ABOUT THIS EXERCISE
Locate the line that contains "Indicate each instance of the red" in the entries below, then repeat it and every following line through the line that contains "Indicate each instance of the windshield with", exactly, and no others.

RECORDS SHOWN
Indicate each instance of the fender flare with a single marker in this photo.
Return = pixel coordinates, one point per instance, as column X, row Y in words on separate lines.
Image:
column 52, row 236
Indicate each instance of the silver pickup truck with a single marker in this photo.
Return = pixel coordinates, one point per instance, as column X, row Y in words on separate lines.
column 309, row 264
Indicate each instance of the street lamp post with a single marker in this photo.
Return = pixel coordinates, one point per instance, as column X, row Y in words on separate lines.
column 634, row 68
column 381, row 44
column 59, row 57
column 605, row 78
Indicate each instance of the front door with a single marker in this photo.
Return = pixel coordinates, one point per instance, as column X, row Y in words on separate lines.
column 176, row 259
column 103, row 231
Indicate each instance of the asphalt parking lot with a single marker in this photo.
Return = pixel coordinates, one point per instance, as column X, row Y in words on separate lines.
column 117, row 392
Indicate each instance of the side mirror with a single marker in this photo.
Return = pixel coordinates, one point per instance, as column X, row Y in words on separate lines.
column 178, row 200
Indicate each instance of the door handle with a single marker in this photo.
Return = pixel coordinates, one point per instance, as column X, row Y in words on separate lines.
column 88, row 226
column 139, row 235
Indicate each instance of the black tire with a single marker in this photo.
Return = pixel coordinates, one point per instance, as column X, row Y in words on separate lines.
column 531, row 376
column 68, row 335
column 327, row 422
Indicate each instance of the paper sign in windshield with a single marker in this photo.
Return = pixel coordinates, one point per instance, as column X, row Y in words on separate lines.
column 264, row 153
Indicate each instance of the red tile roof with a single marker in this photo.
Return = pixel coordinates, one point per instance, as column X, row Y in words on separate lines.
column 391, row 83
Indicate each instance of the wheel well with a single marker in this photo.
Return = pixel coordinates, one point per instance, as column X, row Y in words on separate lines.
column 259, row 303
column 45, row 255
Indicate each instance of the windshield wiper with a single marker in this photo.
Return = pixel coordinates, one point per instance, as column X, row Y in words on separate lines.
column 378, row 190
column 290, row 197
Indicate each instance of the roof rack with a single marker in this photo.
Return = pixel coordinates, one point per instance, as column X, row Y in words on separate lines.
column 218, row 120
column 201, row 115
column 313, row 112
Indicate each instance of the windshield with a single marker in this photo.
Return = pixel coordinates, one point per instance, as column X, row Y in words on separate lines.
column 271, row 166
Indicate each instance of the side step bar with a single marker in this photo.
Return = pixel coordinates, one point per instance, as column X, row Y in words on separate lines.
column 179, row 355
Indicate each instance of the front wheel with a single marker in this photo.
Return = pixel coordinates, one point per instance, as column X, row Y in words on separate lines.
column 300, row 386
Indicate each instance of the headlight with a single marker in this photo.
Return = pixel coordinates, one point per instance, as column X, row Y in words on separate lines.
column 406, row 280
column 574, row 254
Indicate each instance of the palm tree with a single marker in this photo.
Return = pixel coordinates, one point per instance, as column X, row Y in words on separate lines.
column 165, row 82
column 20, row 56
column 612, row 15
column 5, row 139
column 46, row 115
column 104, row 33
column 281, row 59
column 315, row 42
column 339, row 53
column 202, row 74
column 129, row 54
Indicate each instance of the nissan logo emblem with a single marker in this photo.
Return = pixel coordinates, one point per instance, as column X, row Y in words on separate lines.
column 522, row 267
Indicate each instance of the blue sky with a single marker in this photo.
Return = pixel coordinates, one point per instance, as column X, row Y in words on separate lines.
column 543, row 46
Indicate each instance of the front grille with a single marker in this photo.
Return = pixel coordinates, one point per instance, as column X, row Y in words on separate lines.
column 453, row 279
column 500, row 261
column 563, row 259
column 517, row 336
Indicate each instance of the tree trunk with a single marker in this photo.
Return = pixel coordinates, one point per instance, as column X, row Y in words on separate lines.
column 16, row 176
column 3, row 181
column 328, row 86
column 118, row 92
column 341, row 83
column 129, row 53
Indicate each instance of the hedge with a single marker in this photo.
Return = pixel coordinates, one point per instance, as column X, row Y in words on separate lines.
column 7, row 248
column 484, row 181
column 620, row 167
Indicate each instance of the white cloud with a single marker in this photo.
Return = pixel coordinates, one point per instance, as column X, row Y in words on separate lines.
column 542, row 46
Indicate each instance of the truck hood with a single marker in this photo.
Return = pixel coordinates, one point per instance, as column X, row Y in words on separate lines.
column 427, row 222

TASK RESPONSE
Indicate each instance of the red tile roof with a single marker in this photo.
Return = pixel coordinates, one point per instance, as column X, row Y in words on separate lines.
column 391, row 83
Indicate each instance of the wheel well with a single marker in this photo.
Return = pixel coordinates, one point per instance, as column X, row Y in words on separate lines.
column 259, row 303
column 45, row 255
Indicate each instance of the windshield wiper with a single marker in this photo.
Return = pixel coordinates, one point per instance, as column X, row Y in words on separate lines.
column 378, row 190
column 290, row 197
Indicate each instance of the roof rack with a single marker in this photo.
Return = pixel coordinates, one point per instance, as column X, row Y in words on separate lines.
column 218, row 120
column 201, row 115
column 313, row 112
Indicate each instance of the windshield with a single marker in this photo.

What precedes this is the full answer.